◆ **CHALLENGE**
Write out every single entry exactly.

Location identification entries
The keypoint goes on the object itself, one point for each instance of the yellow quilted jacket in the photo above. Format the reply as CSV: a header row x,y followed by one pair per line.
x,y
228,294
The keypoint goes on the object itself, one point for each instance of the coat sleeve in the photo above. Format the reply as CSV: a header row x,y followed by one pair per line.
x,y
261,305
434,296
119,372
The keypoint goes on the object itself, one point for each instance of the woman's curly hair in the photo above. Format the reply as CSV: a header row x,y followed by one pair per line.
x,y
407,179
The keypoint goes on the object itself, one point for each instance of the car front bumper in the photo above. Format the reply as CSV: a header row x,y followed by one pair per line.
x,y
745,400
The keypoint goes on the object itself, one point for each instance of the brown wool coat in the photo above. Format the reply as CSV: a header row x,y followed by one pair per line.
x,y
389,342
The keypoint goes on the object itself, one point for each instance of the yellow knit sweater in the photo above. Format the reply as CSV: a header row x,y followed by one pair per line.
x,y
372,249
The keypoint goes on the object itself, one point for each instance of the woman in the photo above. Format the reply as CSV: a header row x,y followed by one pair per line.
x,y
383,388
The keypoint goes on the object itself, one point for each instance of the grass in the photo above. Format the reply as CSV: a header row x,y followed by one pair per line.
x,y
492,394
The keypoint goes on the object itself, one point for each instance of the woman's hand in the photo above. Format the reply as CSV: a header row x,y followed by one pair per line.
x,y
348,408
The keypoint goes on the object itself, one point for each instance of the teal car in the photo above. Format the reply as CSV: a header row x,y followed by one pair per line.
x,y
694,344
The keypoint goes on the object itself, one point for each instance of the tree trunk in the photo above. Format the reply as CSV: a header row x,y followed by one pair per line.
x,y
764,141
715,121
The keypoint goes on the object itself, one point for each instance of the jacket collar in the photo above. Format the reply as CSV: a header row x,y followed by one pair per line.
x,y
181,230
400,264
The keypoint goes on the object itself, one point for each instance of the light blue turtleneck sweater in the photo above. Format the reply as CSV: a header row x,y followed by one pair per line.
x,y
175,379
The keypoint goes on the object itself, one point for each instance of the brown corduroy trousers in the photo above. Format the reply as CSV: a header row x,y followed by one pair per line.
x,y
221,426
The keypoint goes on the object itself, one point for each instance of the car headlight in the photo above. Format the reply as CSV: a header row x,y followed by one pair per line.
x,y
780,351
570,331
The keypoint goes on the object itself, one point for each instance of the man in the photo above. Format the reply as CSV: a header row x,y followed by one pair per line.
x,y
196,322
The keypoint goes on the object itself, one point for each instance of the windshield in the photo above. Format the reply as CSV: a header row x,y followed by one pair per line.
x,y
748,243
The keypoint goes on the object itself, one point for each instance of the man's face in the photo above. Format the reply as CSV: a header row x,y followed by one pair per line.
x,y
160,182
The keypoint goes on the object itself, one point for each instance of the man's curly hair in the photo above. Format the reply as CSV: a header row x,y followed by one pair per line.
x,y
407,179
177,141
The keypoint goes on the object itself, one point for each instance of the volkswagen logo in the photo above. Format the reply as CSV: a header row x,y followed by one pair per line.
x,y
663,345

◆ **COMPLETE OUTPUT**
The keypoint goes on the object itself, one point for each instance of the yellow quilted jacket in the photo above. Format the reply as CSV: a header row x,y followed by one pair per line.
x,y
228,294
The keypoint goes on the object itself, one point for each instance of the coat sleeve in the photo above. Format the reply as CSV: a header row x,y followed by one pair per line.
x,y
261,305
434,296
119,372
The keypoint goes on the object itself, one point for each instance of the woman's curly hair in the photo above. Format the reply as CSV: a header row x,y followed by one pair per line.
x,y
407,179
The keypoint goes on the object itself, one point for each instance of the car front bumper in the photo above. Format the reply as CSV: a header row x,y followed by one pair per line.
x,y
745,400
The keypoint goes on the object itself, one point for each instance of the brown wool coat in the photo above. Format the reply as CSV: a header row x,y followed by one pair per line.
x,y
389,342
The keypoint goes on the object itself, one point for each instance of the yellow knit sweater in the photo above. Format the reply as CSV: a header row x,y followed by one pair per line.
x,y
372,249
The keypoint goes on the object itself, one point for each instance of the woman in the photo above. Format the reply as CSV: a header row x,y followed by one pair per line.
x,y
383,388
The keypoint goes on the object itself, one point for each instance of the grass in the photo above. Format the reply as CSV: a header row x,y followed by one pair per line.
x,y
492,394
The keypoint goes on the object itself, one point for each instance of the woman's hand in the photo above. Format the reply as CSV: a header row x,y followed by one pair per line.
x,y
348,408
The keypoint goes on the object itself, one point for each instance of the teal car in the photo above. Format the reply as CSV: a header row x,y followed by one pair per line.
x,y
694,344
The keypoint goes on the object itself, one point for each instance of the tree trunk in the photo above. Format the reply as CSV: a header row x,y followed by one pair per line.
x,y
764,141
715,121
The keypoint goes on the object itself, one point for each instance of the jacket collar in the photo above. Format the reply as CSV: a header row x,y followed by one pair per line.
x,y
181,230
400,264
The keypoint goes on the object itself, one point for each instance of the light blue turtleneck sweater in the photo above. Format the reply as CSV: a header row x,y followed by one pair per line.
x,y
175,379
The keypoint goes on the object itself, one point for each instance of the brown corduroy trousers in the photo above. Format the reply as CSV: a header row x,y followed by one pair per line.
x,y
221,426
The keypoint goes on the object itself, one point for each instance of the car headlight in the photo above. Format the reply as CSV: a header row x,y followed by one pair per line.
x,y
780,351
570,331
The keypoint goes on the object itself, one point for each instance of the man in the photo above. Format the reply as CSV: a header row x,y followed by one pair per line.
x,y
196,322
The keypoint goes on the object itself, one point for each instance of the windshield in the photo above. Format the reply as CSV: a header row x,y followed by one pair per line.
x,y
748,243
The keypoint goes on the object itself, one point for each instance of the man's face in the photo above. Format the reply as CSV: a header row x,y followed by one pair per line.
x,y
160,182
The keypoint goes on the object itself, one point for each instance of the man's curly hair in the photo above. Format the reply as CSV: a header row x,y followed by one pair per line.
x,y
407,179
177,141
The keypoint goes on the object itself, one point for each instance of the volkswagen logo in the photo above. Format the reply as CSV: a header row x,y followed by one pair per line.
x,y
663,345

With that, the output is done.